Begin at the line in the records below that contains "Mark every instance of the grass" and stop after the line that contains "Target: grass field". Write out only those lines again, substituting "lawn" for "grass field" and leaving everything else unchanged.
* begin GIVEN INFORMATION *
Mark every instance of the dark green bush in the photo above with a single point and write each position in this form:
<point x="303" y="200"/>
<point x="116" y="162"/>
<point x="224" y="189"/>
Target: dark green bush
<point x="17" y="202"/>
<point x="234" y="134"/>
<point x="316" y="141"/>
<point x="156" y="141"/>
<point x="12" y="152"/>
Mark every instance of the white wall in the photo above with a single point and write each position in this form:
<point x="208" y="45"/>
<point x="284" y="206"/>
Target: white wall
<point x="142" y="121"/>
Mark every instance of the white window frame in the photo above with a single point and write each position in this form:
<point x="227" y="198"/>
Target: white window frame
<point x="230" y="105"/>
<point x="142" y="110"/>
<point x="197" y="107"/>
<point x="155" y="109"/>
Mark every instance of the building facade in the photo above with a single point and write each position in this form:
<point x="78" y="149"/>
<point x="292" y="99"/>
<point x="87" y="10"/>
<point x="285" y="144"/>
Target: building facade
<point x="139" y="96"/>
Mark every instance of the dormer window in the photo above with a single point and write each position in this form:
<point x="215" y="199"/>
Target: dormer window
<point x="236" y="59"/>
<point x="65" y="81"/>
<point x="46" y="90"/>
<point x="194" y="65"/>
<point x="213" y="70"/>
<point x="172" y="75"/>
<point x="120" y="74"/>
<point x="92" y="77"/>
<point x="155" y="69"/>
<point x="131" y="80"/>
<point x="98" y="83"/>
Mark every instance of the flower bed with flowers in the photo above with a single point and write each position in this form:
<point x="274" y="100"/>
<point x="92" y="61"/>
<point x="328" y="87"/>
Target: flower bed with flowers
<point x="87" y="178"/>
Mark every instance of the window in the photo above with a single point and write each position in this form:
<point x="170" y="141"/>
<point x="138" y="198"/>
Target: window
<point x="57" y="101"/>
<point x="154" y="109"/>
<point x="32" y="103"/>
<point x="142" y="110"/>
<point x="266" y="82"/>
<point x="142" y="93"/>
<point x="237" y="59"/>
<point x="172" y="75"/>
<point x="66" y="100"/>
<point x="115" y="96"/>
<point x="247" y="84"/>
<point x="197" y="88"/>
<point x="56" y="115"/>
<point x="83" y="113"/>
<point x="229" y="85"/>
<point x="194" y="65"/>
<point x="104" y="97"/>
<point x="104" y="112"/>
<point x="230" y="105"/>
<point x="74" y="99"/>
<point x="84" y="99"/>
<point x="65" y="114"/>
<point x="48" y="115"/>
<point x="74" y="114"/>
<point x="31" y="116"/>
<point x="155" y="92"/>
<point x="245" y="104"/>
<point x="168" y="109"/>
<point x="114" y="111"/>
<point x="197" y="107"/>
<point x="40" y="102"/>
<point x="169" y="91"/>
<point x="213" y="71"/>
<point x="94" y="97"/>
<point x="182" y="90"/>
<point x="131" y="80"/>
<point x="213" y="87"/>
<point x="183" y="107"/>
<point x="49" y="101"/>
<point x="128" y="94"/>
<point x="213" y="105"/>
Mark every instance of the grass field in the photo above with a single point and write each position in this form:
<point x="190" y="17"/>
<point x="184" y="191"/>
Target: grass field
* end GIVEN INFORMATION *
* begin GIVEN INFORMATION *
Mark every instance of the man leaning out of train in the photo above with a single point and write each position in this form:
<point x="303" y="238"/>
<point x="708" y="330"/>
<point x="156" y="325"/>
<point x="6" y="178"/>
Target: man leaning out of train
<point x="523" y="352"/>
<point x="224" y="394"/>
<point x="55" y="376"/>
* end GIVEN INFORMATION *
**WRITTEN SOLUTION:**
Mark every instance of the lawn in the photo above with a single point and write each position in this form:
<point x="190" y="17"/>
<point x="184" y="191"/>
Target: lawn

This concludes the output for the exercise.